Please transcribe the data that follows without the pictures, keeping every word the same.

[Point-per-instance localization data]
##########

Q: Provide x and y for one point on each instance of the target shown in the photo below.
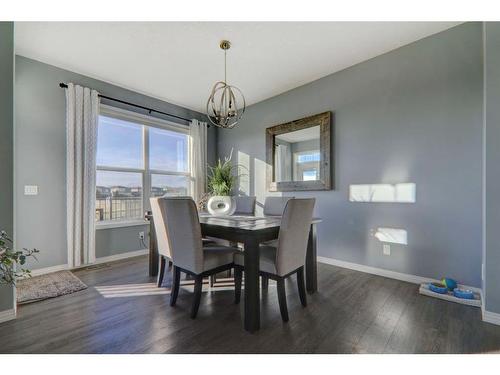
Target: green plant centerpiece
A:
(221, 181)
(12, 261)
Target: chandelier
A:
(226, 103)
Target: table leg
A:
(311, 262)
(252, 290)
(153, 250)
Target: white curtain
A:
(198, 134)
(82, 114)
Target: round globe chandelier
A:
(226, 103)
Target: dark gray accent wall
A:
(411, 115)
(492, 167)
(6, 143)
(41, 154)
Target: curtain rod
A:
(65, 86)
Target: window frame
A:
(146, 122)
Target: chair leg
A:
(176, 281)
(238, 276)
(282, 298)
(265, 283)
(161, 272)
(198, 284)
(301, 286)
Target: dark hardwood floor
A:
(123, 312)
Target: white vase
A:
(219, 205)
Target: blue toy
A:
(449, 283)
(438, 288)
(463, 293)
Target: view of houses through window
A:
(134, 157)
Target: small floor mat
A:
(51, 285)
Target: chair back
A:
(245, 205)
(160, 229)
(183, 230)
(274, 206)
(294, 235)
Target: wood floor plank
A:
(352, 312)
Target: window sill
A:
(120, 224)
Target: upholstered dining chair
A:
(288, 257)
(180, 229)
(274, 206)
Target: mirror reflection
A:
(297, 155)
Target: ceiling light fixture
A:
(226, 103)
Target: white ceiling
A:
(180, 61)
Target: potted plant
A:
(221, 181)
(12, 261)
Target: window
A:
(306, 165)
(138, 157)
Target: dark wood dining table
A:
(251, 231)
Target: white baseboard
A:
(121, 256)
(385, 273)
(43, 271)
(7, 315)
(111, 258)
(491, 317)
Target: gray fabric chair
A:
(274, 206)
(179, 233)
(245, 205)
(288, 257)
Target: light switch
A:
(30, 189)
(386, 249)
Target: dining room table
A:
(251, 231)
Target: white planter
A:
(221, 205)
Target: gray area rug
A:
(52, 285)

##########

* **ANSWER**
Q: Provide x and y for one point on each instance of the target shown in the photo below.
Target: green plant centerpiece
A:
(221, 181)
(12, 261)
Target: chandelier
A:
(226, 103)
Target: table leg
A:
(311, 262)
(252, 290)
(153, 250)
Target: white curtain
A:
(198, 134)
(82, 114)
Target: round globe chandelier
A:
(226, 103)
Target: dark gray accent wall
A:
(411, 115)
(492, 167)
(6, 143)
(41, 154)
Target: curtain rod
A:
(65, 86)
Target: window frame
A:
(146, 122)
Target: chair leg
A:
(176, 281)
(238, 276)
(282, 298)
(265, 283)
(161, 272)
(198, 284)
(301, 286)
Target: dark hardwood floor
A:
(123, 312)
Target: white vase
A:
(219, 205)
Target: blue toy
A:
(449, 283)
(438, 288)
(463, 293)
Target: view of houses through window
A:
(134, 157)
Target: small floor mat
A:
(51, 285)
Target: chair back
A:
(245, 205)
(160, 229)
(183, 230)
(274, 206)
(294, 235)
Target: wood floor plank
A:
(352, 312)
Target: window sill
A:
(120, 224)
Target: upholstered dining chair
A:
(288, 257)
(180, 229)
(274, 206)
Target: mirror reflection
A:
(297, 155)
Target: ceiling light fixture
A:
(226, 103)
Target: white ceiling
A:
(180, 61)
Target: potted plant
A:
(221, 181)
(12, 261)
Target: window
A:
(306, 165)
(138, 157)
Target: dark wood dining table
A:
(251, 231)
Target: white baseboard
A:
(121, 256)
(385, 273)
(43, 271)
(7, 315)
(111, 258)
(491, 317)
Target: gray fabric chair
A:
(274, 206)
(179, 233)
(245, 205)
(288, 257)
Target: light switch
A:
(30, 189)
(386, 249)
Target: dining room table
A:
(251, 231)
Target: white planter
A:
(221, 205)
Target: gray area rug
A:
(52, 285)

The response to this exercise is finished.